> _What you are asked to do_: Return all of the data exactly, omitting any images.

(Point-per-instance localization data)
---------------
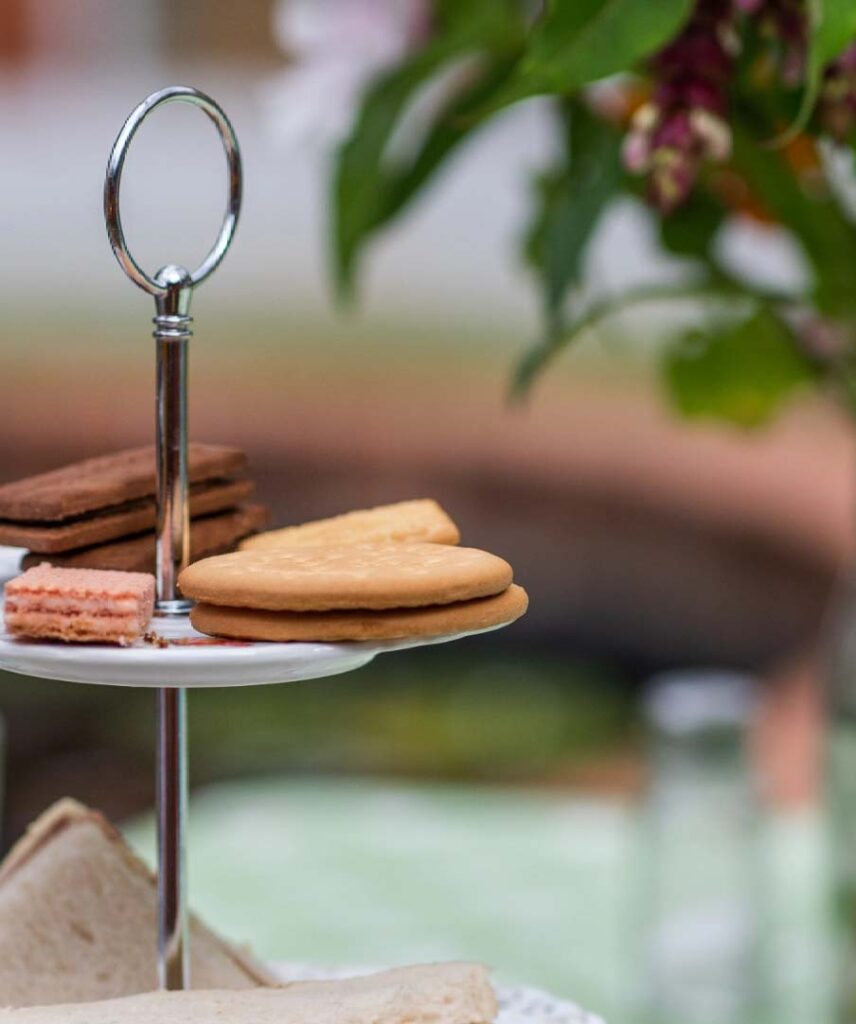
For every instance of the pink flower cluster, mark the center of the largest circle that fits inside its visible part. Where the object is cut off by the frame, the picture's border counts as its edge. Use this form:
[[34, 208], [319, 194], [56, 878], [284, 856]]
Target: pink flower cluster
[[683, 124], [838, 98]]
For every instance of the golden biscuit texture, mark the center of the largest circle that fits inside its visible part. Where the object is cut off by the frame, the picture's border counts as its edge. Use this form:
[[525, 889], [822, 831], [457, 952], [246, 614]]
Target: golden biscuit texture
[[330, 627], [360, 576]]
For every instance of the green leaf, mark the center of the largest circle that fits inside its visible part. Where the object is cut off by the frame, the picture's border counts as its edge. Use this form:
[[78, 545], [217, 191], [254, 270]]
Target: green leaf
[[581, 41], [831, 29], [539, 357], [809, 212], [572, 199], [690, 229], [741, 374], [361, 185]]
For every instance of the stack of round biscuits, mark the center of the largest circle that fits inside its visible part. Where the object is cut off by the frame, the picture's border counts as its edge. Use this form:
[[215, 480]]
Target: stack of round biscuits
[[368, 591]]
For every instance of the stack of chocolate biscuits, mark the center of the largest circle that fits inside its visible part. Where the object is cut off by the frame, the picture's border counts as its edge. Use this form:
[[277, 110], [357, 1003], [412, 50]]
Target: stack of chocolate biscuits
[[100, 513]]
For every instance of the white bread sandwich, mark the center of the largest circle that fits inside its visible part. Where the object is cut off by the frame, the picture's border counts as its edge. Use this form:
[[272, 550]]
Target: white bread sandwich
[[440, 993], [78, 919]]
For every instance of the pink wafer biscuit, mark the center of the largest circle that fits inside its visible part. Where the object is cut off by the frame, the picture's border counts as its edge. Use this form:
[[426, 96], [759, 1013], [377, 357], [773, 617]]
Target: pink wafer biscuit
[[79, 605]]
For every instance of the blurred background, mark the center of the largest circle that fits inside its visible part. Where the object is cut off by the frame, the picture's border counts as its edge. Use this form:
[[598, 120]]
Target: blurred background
[[622, 792]]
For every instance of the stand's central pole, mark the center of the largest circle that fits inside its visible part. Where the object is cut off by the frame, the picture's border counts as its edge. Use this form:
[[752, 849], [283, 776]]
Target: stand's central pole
[[171, 334], [172, 288], [173, 968]]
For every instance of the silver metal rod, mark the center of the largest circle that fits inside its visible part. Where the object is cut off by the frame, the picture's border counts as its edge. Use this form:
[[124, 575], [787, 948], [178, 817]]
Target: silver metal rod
[[172, 288], [173, 949], [172, 332]]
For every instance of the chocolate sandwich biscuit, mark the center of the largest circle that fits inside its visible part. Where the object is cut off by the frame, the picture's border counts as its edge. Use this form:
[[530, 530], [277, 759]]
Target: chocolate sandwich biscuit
[[122, 520], [107, 481], [211, 535]]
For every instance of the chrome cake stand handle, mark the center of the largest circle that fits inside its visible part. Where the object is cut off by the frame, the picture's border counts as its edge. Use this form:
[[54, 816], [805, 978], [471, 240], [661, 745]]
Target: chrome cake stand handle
[[172, 289]]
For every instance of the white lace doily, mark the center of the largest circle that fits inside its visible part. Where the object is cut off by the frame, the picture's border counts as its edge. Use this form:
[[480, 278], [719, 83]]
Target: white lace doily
[[518, 1004]]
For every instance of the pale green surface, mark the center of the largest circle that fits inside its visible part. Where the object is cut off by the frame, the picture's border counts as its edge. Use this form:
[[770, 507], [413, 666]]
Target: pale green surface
[[539, 886]]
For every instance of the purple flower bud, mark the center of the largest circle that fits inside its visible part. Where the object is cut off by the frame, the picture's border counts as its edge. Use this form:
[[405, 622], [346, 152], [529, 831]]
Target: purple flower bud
[[672, 179], [713, 134], [636, 153], [675, 132]]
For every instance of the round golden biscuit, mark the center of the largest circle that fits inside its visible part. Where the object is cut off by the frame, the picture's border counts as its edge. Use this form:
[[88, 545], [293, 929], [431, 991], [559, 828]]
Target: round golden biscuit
[[358, 576], [331, 627]]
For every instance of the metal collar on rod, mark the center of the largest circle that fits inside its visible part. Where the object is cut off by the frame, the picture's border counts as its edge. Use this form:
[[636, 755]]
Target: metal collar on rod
[[172, 289]]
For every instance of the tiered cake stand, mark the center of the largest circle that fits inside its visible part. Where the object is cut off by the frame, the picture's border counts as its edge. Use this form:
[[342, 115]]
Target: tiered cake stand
[[184, 659]]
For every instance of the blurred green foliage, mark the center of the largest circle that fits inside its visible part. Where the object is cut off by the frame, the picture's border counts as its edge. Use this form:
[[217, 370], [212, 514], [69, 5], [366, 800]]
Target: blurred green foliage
[[758, 153]]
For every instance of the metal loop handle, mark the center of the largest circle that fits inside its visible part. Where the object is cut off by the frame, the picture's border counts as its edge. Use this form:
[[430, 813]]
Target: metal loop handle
[[182, 94]]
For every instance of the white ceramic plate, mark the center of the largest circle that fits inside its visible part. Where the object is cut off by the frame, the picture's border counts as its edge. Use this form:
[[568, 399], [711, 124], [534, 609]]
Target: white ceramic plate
[[197, 660], [518, 1004]]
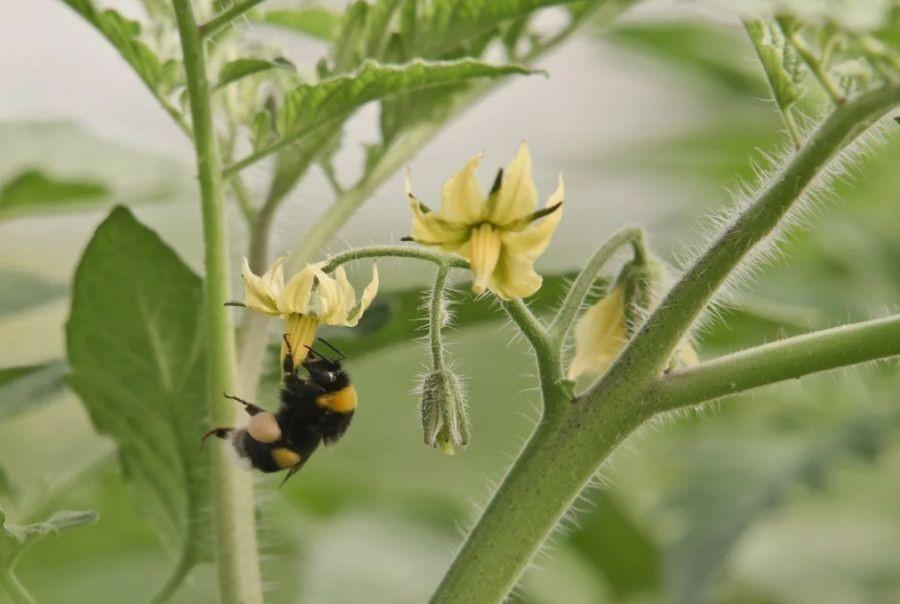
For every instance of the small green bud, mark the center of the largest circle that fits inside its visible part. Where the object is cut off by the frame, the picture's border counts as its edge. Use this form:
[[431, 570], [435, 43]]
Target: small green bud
[[445, 419]]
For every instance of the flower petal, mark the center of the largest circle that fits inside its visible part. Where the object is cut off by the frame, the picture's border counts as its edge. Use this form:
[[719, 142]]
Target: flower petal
---------------
> _Solved problem_:
For every instance of the pink flower cluster, mark the center of the largest circle that fits inside its visible part. Where the object is cut off by the frame, the picture's border counts as its edge. Use this form:
[[34, 208], [319, 194], [56, 878], [284, 856]]
Target: pink flower cluster
[[683, 124], [838, 98]]
For every instance of the golden biscuit texture, mark the center of the largest circle that fits inside its visible part. Where the object is cut off by the frame, the picture's border counts as its edge. Use this form:
[[525, 889], [822, 831], [457, 952], [246, 614]]
Target: golden biscuit texture
[[330, 627], [360, 576]]
For every instance of the green leaf, mark the center of the largest circle that fits inside its visible part. Where the object is cut off by the frame, the picture's border counts as its edge. Use this form:
[[78, 545], [217, 191], [254, 270]]
Target: green leaf
[[581, 41], [831, 29], [539, 357], [809, 212], [572, 199], [690, 229], [741, 374], [361, 185]]
For every instance of the stack of round biscuits, mark the center of the largest circle that fits inside its visible part. Where the object is cut off by the frame, the picture's border counts as its edge. Use this form:
[[215, 480]]
Target: stack of round biscuits
[[368, 591]]
For every instance of the stack of chocolate biscuits, mark the center of the largest circle that fits inside its visible part. Where the object is cut off by the frame, the picture's border counts as its edge. Use this form:
[[277, 110], [357, 1003], [412, 50]]
Target: stack of chocolate biscuits
[[100, 513]]
For every instance of the white bread sandwich, mark the center of the largest circle that fits inside its visible part. Where the object is cut off by the frame, the picture's border counts as its edge. Use this form:
[[272, 550]]
Target: white bread sandwich
[[440, 993], [78, 919]]
For every instance of the pink wafer biscuit, mark the center of the largest circle that fits inside its visible part. Where the object is cut off by the frame, the picture's border counts as its edge. Use this form:
[[426, 96], [759, 1013], [377, 357], [773, 617]]
Target: pink wafer biscuit
[[79, 605]]
For every instance of the blurred background, mark the center of the largest circle that fits inside its visible part. Where the object is cut off by the frame, the picture's border counts as its edge. Use this form:
[[598, 120]]
Target: blurred background
[[622, 792]]
For every instance of the stand's central pole, mark the center of the largest circle that fits inside its visible part. Where the object is cut off by the frame, the picture's border counts as its edge. Use this form:
[[752, 849], [283, 776]]
Target: stand's central pole
[[171, 334], [172, 288], [173, 968]]
For every instance of the silver metal rod, mark the center of the largest circle that fits inside its visible part. Where the object is cut off by the frame, the picture's border counts as its edge. Use this form:
[[124, 575], [787, 948], [178, 817]]
Target: silver metal rod
[[172, 288], [173, 949], [172, 332]]
For every instance of the chocolate sandwich biscuit, mark the center of the largest circle that fits inside its visible part. Where the object is cut off by the frame, the picture's border counts as its edge. Use this form:
[[530, 530], [277, 759]]
Target: chocolate sandwich biscuit
[[122, 520], [107, 481], [211, 535]]
For every instance of the chrome cake stand handle, mark the center of the largest circle that fits inside its visible part. Where the object is cut off by the frame, the picture's border counts as its edge. Use this form:
[[54, 816], [805, 978], [471, 240], [661, 745]]
Target: chrome cake stand handle
[[172, 289]]
For every instance of the white lace doily, mark the center of the largest circle that fits inside its visible part. Where the object is cut off by the frame, the picture's border counts as its edge. Use this form:
[[480, 278], [719, 83]]
Target: white lace doily
[[518, 1004]]
For every instance of the pale green surface, mark the center of the largest circle that fits inside its visible part. Where the object is cut off by the frame, the picture's border counts as its edge. Use this form:
[[770, 507], [413, 666]]
Target: pale green surface
[[539, 886]]
For every instance of the purple flower bud, mark the center of the largest circle that fits inside its visible part. Where the object is cut off by the frame, the picture's border counts as its edge. Use this form:
[[405, 622], [346, 152], [529, 831]]
Target: purple flower bud
[[672, 179], [713, 134], [636, 153], [675, 132]]
For every instance of the round golden biscuit, mark the center of the largest circle that fits inside its visible part. Where the object is cut off by the frame, the picture's border counts as its edge. Use this form:
[[88, 545], [293, 929], [431, 991], [559, 828]]
Target: round golden biscuit
[[358, 576], [331, 627]]
For every instance of the metal collar on rod, mark the center of the largest circle that fits inside its visible part. Where the object is cut off by the frame, the picture's border counts as its edge. Use this form:
[[636, 755]]
Target: metal collar on rod
[[172, 289]]
For every instance of the tiered cake stand, mark the center of the largest circle that fits inside its visible part. Where the object is cut off by the frame, the picture's border counts as its edge. Use this form:
[[342, 115]]
Target: tiered cake stand
[[184, 659]]
For every instance of the blurred green foliage, mark the center of the largest circle that fits inside its visible part. Where the object is cut off by the frame, the picture's border counts as its edge. Use this form:
[[217, 370], [212, 514], [69, 5], [366, 800]]
Target: blurred green foliage
[[758, 153]]
For every instance of the metal loop handle, mark the center of the largest circle that fits inside its visible part. Where the object is cut off by the frame, the picture's border counts as its edge. Use this form:
[[430, 813]]
Target: metal loop handle
[[182, 94]]
For every instance of the white ceramic plate, mark the center of the largest circle that fits inside its visible part. Where the object is cut off by the frame, the picture's border counts as its edge. Use this form:
[[568, 399], [711, 124], [534, 609]]
Target: white ceramic plate
[[197, 660], [518, 1004]]
For every instance of the small green bud, mark the center of the largest circle that fits inside its visible part. Where the object is cut off by the frame, the picture's border counts as its edge. Use this form:
[[431, 570], [435, 43]]
Target: small green bud
[[445, 419]]
For every instance of the flower petal, mark the center of the largest circle that fits inside its visible part. Where the object is cut off by the frame, the picture's border counts as its edge. Use this form:
[[719, 142]]
Target: flower petal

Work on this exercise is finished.